● MATERIAL FOR THIS TASK:
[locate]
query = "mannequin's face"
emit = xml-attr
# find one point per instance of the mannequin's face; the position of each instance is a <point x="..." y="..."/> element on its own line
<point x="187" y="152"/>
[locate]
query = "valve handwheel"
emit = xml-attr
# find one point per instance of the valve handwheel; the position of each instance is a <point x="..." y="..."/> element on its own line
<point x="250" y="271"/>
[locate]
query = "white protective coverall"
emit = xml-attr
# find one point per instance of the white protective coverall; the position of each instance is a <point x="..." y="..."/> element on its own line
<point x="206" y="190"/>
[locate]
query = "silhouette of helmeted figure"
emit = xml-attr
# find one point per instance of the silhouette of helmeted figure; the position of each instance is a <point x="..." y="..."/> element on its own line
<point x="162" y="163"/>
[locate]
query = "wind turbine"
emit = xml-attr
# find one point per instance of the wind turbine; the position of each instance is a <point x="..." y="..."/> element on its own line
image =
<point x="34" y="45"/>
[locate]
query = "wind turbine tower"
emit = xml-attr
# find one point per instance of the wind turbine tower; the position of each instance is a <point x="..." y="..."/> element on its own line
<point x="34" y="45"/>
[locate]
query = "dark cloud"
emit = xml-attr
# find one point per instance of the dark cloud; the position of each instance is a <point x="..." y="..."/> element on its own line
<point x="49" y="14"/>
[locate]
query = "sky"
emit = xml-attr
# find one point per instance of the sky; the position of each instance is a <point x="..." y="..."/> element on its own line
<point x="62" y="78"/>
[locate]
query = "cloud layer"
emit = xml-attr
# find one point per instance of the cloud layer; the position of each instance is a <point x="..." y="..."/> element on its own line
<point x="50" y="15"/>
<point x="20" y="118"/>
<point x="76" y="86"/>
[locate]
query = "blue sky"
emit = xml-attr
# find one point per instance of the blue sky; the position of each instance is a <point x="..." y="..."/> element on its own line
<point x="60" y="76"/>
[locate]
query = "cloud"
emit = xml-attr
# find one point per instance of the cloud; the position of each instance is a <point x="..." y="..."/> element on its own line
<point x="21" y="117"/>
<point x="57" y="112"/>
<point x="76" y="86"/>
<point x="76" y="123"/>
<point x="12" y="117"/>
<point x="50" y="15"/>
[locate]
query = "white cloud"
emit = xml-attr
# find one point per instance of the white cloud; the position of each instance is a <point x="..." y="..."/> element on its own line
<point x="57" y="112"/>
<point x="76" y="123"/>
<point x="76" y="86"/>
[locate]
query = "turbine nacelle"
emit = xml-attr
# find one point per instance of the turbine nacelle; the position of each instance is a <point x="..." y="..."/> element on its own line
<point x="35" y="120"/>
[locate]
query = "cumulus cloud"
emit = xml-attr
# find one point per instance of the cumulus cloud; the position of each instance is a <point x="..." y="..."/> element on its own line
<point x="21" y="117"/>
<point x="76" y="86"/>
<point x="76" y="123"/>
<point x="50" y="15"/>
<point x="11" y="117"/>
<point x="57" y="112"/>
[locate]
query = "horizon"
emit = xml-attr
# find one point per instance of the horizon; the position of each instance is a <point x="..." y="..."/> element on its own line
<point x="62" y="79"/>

● WORK TO BE COMPLETED:
From the first line to the last, please quote the material above exactly.

● COMPLETE ANSWER:
[locate]
query = "mannequin's face"
emit = xml-attr
# find one point per instance of the mannequin's face; the position of each instance is a <point x="..." y="..."/> element on its own line
<point x="187" y="152"/>
[locate]
query = "valve handwheel"
emit = xml-attr
# find one point per instance of the valve handwheel; the position of each instance is a <point x="..." y="..."/> element on its own line
<point x="250" y="271"/>
[locate]
query = "white protective coverall"
emit = xml-attr
# find one point per instance of the white protective coverall; the position of each instance is a <point x="..." y="..."/> element on its own line
<point x="206" y="190"/>
[locate]
query = "silhouette of helmeted figure"
emit = xml-attr
# find one point per instance of the silhouette of helmeted figure; the position of each instance is a <point x="..." y="..."/> element on its own line
<point x="162" y="163"/>
[locate]
query = "wind turbine"
emit = xml-attr
# find one point per instance of the wind turbine; the position of each instance is a <point x="..." y="..."/> element on its own line
image =
<point x="34" y="45"/>
[locate]
query = "wind turbine tower"
emit = xml-attr
# find one point per instance of the wind turbine tower; the position of each instance is a <point x="..." y="..."/> element on its own line
<point x="34" y="45"/>
[locate]
query = "dark cloud"
emit = xml-attr
# find one point per instance of the dark cloud; the position of each instance is a <point x="..." y="..."/> element on its own line
<point x="49" y="14"/>
[locate]
query = "sky"
emit = xml-attr
# find one point per instance of the sky; the position of each instance is a <point x="..." y="..."/> element on its own line
<point x="62" y="78"/>
[locate]
query = "cloud layer"
emit = xml-attr
# find one point per instance of the cloud layer; the position of each instance is a <point x="..." y="..."/> element on its own line
<point x="50" y="15"/>
<point x="20" y="118"/>
<point x="76" y="86"/>
[locate]
query = "blue sky"
emit = xml-attr
# find one point per instance of the blue sky; the position of each instance is a <point x="..." y="..."/> element on its own line
<point x="60" y="76"/>
[locate]
query = "cloud"
emit = xml-attr
# find one point per instance of the cloud; the position of each instance is a <point x="..." y="..."/> element on its own line
<point x="21" y="117"/>
<point x="57" y="112"/>
<point x="76" y="86"/>
<point x="76" y="123"/>
<point x="12" y="117"/>
<point x="50" y="15"/>
[locate]
query = "white cloud"
emit = xml-attr
# find one point per instance of the white cloud; the position of each instance is a <point x="..." y="..."/> element on its own line
<point x="57" y="112"/>
<point x="76" y="123"/>
<point x="76" y="86"/>
[locate]
query = "turbine nacelle"
emit = xml-attr
# find one point per instance of the turbine nacelle; the position of each instance is a <point x="..." y="..."/> element on its own line
<point x="35" y="120"/>
[locate]
query = "cumulus cloud"
emit = xml-attr
# find one point per instance of the cumulus cloud; the position of each instance is a <point x="..." y="..."/> element on its own line
<point x="21" y="117"/>
<point x="76" y="86"/>
<point x="76" y="123"/>
<point x="50" y="15"/>
<point x="11" y="117"/>
<point x="57" y="112"/>
[locate]
query = "horizon"
emit = xml-attr
# find one point per instance of the horizon; the position of each instance is a <point x="..." y="..."/> element on its own line
<point x="62" y="79"/>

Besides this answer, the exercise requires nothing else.